• Listed entries:
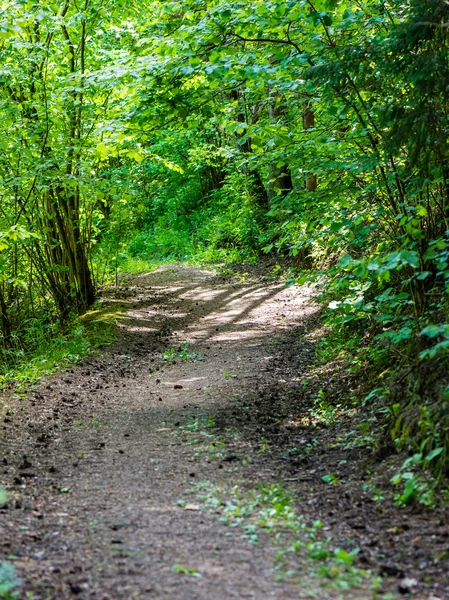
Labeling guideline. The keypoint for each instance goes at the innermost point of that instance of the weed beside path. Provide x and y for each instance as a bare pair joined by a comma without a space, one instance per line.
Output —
201,457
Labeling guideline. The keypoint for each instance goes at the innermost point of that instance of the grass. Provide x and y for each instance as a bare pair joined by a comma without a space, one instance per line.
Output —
306,554
50,347
9,582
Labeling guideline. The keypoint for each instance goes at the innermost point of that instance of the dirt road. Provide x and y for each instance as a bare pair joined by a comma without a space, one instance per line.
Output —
167,467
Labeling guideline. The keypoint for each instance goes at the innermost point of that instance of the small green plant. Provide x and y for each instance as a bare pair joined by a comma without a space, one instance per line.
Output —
271,509
9,582
181,353
226,373
330,478
182,570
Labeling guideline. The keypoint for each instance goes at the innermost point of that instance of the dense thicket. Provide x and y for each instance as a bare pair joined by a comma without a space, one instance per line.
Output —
221,130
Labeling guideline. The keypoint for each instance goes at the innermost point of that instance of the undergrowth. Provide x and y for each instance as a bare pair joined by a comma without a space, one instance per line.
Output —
305,552
46,347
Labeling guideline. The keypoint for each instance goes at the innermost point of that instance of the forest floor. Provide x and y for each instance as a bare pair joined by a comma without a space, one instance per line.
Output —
210,470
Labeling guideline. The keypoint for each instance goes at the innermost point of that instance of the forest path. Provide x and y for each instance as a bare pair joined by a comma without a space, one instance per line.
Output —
135,457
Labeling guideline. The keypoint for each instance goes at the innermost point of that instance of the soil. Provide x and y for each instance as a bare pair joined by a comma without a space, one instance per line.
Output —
95,460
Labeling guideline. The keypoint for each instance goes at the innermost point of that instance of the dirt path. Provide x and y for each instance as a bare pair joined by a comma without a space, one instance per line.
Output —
155,470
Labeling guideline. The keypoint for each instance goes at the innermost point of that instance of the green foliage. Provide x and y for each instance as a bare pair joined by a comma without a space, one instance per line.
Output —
270,509
224,130
9,582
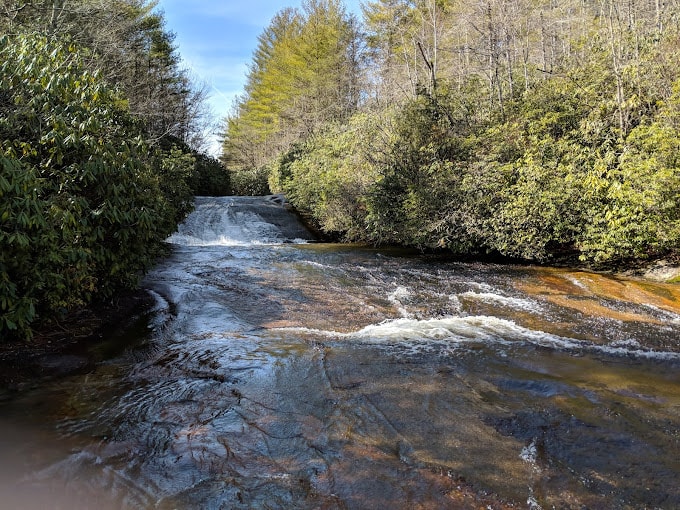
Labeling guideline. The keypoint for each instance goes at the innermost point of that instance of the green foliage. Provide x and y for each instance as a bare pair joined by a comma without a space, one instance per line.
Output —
328,177
524,136
209,177
82,209
250,182
303,75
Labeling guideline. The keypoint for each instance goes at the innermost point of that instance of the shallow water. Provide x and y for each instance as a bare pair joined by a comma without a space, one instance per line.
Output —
278,374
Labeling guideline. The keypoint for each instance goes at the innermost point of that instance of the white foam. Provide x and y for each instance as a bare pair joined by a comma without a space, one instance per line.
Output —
398,297
458,331
512,302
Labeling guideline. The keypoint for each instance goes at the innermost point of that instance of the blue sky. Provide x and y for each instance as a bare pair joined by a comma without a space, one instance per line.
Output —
216,40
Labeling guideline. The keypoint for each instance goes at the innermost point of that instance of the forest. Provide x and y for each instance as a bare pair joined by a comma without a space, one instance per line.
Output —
101,138
532,129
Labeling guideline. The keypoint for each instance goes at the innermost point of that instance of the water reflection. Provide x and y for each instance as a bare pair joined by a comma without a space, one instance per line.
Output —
318,376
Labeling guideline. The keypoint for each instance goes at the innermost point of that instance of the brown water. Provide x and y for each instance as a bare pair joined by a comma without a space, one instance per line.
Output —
283,375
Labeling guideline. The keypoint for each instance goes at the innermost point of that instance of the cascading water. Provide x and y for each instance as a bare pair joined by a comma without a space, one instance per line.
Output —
279,374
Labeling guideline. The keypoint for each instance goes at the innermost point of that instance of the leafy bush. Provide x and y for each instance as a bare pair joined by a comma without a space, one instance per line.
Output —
209,177
81,209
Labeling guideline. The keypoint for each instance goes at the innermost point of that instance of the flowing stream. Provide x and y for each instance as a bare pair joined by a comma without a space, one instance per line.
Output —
275,373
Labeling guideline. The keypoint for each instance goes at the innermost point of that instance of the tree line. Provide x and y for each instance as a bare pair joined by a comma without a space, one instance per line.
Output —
532,129
101,132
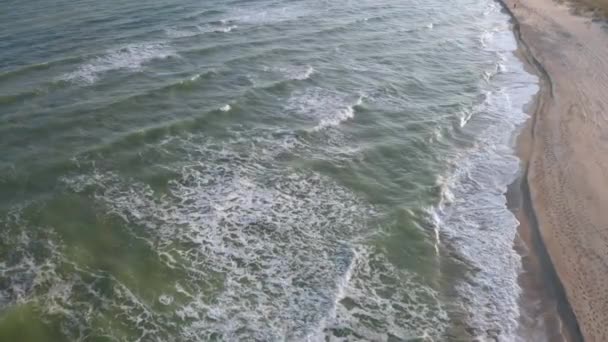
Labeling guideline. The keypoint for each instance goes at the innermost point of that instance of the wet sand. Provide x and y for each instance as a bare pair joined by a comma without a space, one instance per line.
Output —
567,169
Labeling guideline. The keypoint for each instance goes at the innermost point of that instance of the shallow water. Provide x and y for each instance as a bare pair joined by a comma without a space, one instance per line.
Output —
258,170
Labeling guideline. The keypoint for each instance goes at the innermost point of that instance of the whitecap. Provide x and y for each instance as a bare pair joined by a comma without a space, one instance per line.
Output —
328,108
132,57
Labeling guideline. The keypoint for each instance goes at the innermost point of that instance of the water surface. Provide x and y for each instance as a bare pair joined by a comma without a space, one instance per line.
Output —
258,170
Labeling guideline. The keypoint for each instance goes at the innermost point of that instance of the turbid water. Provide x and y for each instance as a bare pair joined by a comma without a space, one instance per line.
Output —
258,170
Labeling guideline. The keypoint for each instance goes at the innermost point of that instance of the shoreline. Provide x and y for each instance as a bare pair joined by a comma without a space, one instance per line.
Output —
555,258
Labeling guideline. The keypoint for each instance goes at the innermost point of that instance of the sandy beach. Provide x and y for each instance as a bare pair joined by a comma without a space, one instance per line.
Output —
567,169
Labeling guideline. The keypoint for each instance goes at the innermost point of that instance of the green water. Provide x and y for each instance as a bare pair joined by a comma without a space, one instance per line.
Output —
258,170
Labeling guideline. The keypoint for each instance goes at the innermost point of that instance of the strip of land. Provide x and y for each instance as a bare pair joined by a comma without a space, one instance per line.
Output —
568,164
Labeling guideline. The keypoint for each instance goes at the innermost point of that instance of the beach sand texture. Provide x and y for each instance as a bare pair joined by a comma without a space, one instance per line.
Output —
568,170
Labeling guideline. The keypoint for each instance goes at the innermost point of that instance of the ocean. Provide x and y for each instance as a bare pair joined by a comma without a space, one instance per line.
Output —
259,170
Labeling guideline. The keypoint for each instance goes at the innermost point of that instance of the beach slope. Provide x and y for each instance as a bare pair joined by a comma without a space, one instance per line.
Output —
568,169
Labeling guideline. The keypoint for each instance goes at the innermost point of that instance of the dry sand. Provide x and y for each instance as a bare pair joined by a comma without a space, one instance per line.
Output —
568,163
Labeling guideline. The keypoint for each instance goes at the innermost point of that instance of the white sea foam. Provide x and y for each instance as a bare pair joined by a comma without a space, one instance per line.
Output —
291,242
298,73
132,57
472,215
327,108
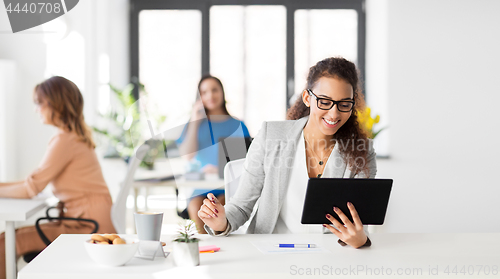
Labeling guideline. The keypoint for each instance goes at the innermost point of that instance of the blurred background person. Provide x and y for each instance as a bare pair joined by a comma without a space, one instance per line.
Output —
199,140
70,164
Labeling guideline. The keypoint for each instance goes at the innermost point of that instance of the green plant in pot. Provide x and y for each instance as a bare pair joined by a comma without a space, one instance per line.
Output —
185,248
124,128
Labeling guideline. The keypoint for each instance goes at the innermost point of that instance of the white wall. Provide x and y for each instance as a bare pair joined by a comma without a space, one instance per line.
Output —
103,25
442,89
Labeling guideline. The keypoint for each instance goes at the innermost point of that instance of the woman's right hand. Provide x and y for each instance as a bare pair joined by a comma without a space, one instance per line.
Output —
198,111
213,214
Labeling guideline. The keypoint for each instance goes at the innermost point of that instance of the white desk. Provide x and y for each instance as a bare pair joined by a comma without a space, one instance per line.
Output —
417,255
12,210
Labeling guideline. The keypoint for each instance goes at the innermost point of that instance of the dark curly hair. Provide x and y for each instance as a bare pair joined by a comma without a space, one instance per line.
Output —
354,141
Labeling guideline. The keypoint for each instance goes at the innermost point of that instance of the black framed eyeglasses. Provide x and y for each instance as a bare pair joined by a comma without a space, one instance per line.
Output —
327,104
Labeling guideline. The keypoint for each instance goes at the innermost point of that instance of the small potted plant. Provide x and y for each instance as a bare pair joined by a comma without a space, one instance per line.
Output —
185,248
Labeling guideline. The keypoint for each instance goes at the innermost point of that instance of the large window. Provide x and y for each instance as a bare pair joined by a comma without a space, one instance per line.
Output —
261,50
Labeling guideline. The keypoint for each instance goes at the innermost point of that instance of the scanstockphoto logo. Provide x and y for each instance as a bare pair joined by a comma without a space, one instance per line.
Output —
26,14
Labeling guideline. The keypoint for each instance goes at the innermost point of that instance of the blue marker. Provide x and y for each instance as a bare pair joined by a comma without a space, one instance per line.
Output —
296,245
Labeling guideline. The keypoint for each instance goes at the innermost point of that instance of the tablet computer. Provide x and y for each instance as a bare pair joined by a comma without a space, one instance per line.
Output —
369,196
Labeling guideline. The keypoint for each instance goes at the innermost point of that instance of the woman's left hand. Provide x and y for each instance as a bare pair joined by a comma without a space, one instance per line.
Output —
352,234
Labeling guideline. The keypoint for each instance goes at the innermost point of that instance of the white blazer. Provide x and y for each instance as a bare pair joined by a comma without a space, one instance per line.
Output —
266,174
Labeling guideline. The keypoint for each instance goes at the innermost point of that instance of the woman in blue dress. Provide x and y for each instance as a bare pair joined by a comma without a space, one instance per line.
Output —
199,140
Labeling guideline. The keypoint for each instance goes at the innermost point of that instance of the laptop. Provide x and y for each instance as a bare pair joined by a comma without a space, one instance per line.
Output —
370,197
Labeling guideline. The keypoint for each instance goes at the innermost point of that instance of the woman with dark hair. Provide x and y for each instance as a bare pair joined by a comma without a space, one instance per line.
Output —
199,140
70,164
322,138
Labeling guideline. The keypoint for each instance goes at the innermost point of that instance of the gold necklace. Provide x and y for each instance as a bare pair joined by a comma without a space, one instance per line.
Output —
321,158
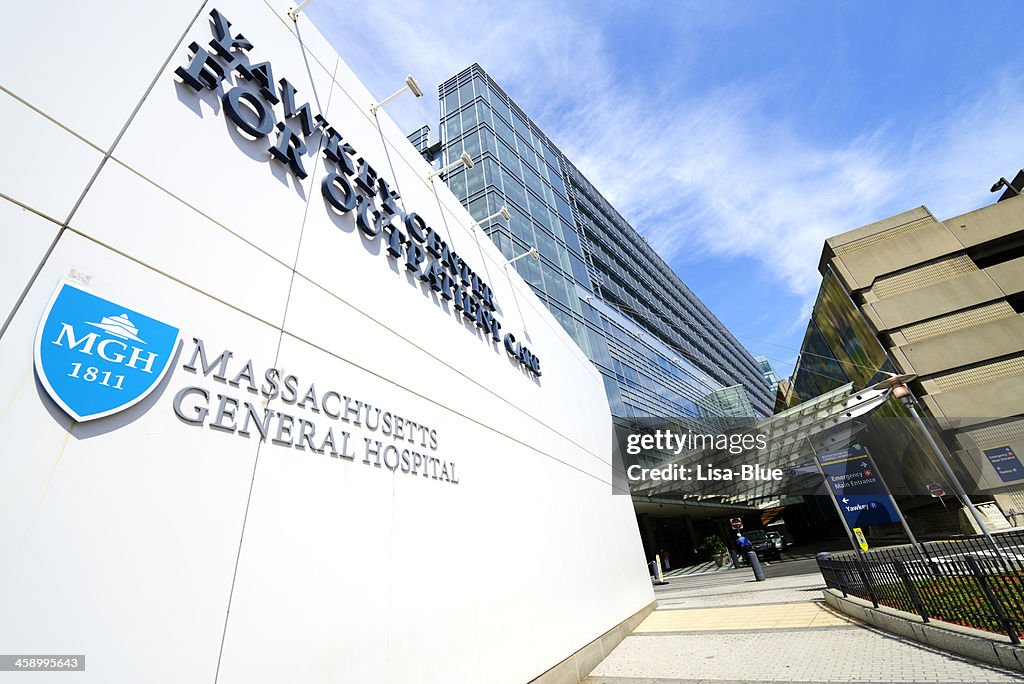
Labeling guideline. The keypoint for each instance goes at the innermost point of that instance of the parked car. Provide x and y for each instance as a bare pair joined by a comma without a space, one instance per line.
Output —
763,546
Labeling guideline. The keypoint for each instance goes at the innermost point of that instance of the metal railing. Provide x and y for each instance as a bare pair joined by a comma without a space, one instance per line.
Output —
967,581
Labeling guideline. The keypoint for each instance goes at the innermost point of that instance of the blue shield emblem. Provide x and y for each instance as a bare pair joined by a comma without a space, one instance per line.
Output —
96,357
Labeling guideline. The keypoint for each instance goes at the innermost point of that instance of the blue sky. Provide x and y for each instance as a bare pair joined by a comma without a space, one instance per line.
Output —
735,136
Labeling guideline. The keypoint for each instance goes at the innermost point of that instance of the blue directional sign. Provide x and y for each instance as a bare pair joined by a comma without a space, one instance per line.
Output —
858,489
1006,463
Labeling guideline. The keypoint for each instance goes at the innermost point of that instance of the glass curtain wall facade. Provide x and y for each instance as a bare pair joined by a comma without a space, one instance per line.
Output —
660,350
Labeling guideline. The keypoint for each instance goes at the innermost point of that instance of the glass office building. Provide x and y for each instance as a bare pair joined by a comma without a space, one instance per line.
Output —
660,350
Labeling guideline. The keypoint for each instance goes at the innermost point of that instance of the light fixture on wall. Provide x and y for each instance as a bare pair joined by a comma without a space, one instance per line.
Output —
503,213
411,85
294,13
531,253
464,160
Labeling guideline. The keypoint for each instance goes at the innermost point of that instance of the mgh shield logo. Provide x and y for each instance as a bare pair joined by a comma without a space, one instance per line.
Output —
96,357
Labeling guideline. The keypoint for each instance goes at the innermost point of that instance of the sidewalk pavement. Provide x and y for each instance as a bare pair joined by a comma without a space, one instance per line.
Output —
724,627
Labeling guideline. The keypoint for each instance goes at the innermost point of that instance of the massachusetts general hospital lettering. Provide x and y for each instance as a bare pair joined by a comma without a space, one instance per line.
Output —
351,184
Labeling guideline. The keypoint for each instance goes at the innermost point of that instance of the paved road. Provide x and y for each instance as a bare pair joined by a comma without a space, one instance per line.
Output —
724,627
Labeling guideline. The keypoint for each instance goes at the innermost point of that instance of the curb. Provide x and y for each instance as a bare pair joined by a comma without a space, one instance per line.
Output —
991,648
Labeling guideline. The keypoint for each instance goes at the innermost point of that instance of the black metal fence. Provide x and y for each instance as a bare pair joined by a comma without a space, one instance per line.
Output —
969,581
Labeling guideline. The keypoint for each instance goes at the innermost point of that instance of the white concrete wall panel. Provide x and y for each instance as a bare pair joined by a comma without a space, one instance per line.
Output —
132,535
43,166
121,535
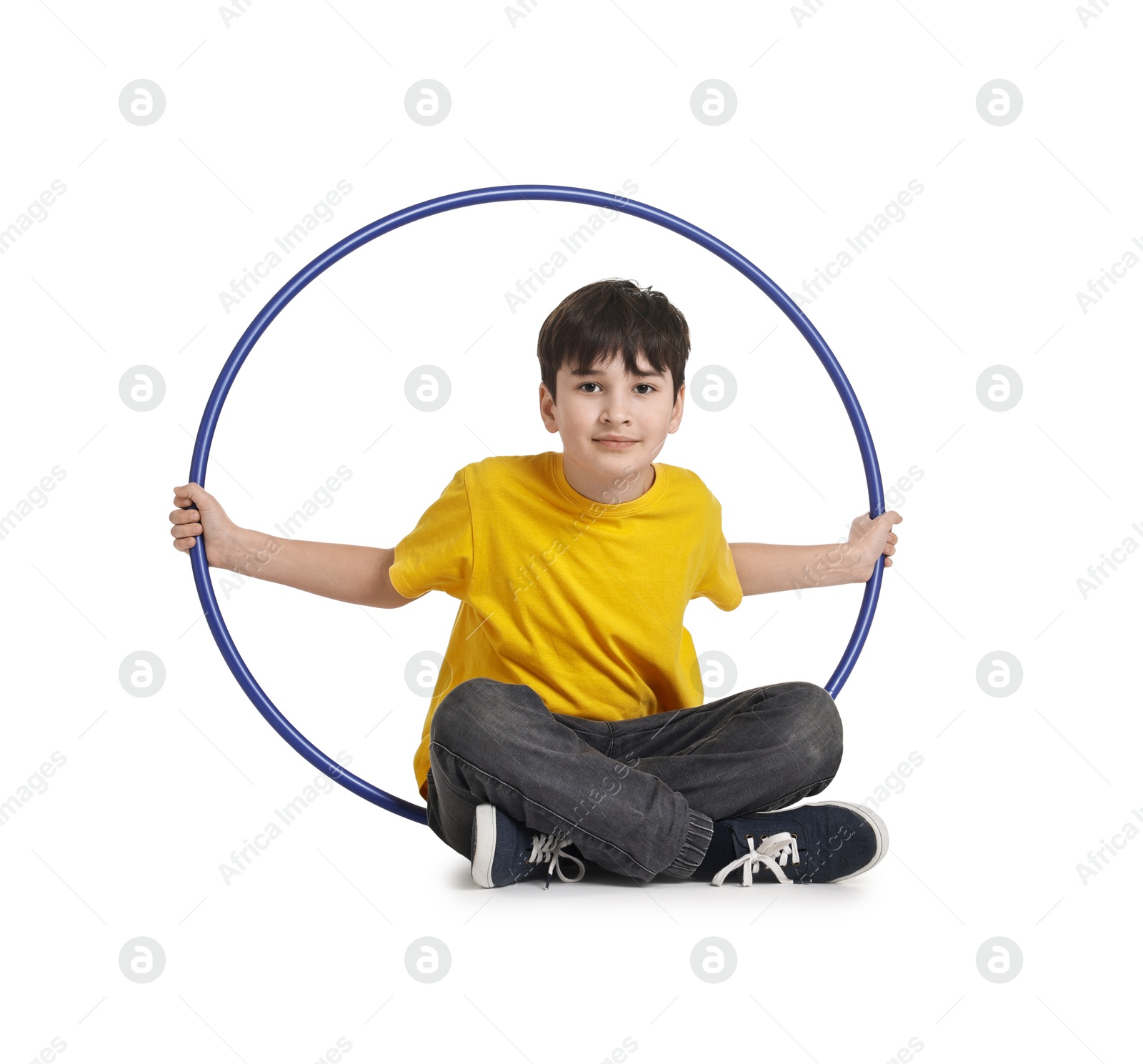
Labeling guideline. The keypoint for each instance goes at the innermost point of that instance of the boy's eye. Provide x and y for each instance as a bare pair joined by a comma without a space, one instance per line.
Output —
594,384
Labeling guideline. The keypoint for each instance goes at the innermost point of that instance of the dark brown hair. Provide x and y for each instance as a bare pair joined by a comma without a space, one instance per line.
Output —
609,318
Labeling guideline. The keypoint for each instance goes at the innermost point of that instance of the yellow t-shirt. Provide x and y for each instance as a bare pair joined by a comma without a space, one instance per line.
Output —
582,602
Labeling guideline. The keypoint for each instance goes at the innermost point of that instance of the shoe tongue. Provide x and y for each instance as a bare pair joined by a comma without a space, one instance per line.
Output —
771,829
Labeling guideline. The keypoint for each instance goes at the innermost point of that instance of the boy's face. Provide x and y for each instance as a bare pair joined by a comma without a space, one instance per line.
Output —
607,404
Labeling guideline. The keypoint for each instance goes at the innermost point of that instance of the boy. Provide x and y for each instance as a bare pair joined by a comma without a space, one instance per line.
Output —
569,720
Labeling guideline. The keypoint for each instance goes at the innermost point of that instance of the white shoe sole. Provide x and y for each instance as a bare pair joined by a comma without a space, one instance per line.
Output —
879,830
486,845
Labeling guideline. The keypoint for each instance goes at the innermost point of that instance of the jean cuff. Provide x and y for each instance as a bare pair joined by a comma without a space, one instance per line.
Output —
700,831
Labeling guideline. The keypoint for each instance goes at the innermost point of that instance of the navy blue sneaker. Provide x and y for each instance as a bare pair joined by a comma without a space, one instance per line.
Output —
506,852
819,842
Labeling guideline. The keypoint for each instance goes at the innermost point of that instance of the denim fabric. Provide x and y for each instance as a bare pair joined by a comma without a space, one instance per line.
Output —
636,797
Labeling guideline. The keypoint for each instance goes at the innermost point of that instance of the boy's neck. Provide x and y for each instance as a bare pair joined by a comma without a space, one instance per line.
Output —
603,487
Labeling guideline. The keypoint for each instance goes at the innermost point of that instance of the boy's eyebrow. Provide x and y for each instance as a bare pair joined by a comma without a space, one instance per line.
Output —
594,373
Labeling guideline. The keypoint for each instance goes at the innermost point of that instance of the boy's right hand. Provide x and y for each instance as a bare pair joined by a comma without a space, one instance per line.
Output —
206,518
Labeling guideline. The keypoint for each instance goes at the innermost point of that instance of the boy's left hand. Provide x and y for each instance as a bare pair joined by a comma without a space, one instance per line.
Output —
870,540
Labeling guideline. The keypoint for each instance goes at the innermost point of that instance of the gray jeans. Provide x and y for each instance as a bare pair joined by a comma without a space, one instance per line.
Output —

• Work required: Each line from the one containing "of the denim" to the end of the records should be echoed exactly, and no other line.

• Exercise result:
Labeling guideline. The keypoint for each instance goes at the innermost point of that instance of the denim fabric. Provide x and y for each instance as a bare pair joined by a comma without a space, one instance per line.
Output —
636,797
Labeling guideline. The keypoint for each instance goes at the innermost point of that instance of the boy's neck. Provide x and y for each instance as a bare pair joined by a comma without a space, one instance per line.
Output —
603,487
Labeling guideline. The keypoint for each instance goes at the innermost point of that instance of the boy's eyebrow. Provide x and y for each instance as a bare pair joined by a comma without a space, one instance per line.
Output —
594,373
Labeling guideline. The keypoint for each instance goes at the innermost point of that instance of the boy's right hand. Provide x and y for each instance as a bare pair joined by a comma without a space, one instance per line.
Output —
206,518
Labeling guideline. The keypoint for each instance goes at the innermost point of that instance of the boy's left hand. Provide x and y for each instance as a bare pair joined by a comma without a space, one instance per line.
Output —
870,540
Labeling guideline. The keypoint for each instance goes at the innermost point of that instance of the gray jeans. Provide x and y for each instance as a bare pair joined by a comma without a space, one instance per line.
Output —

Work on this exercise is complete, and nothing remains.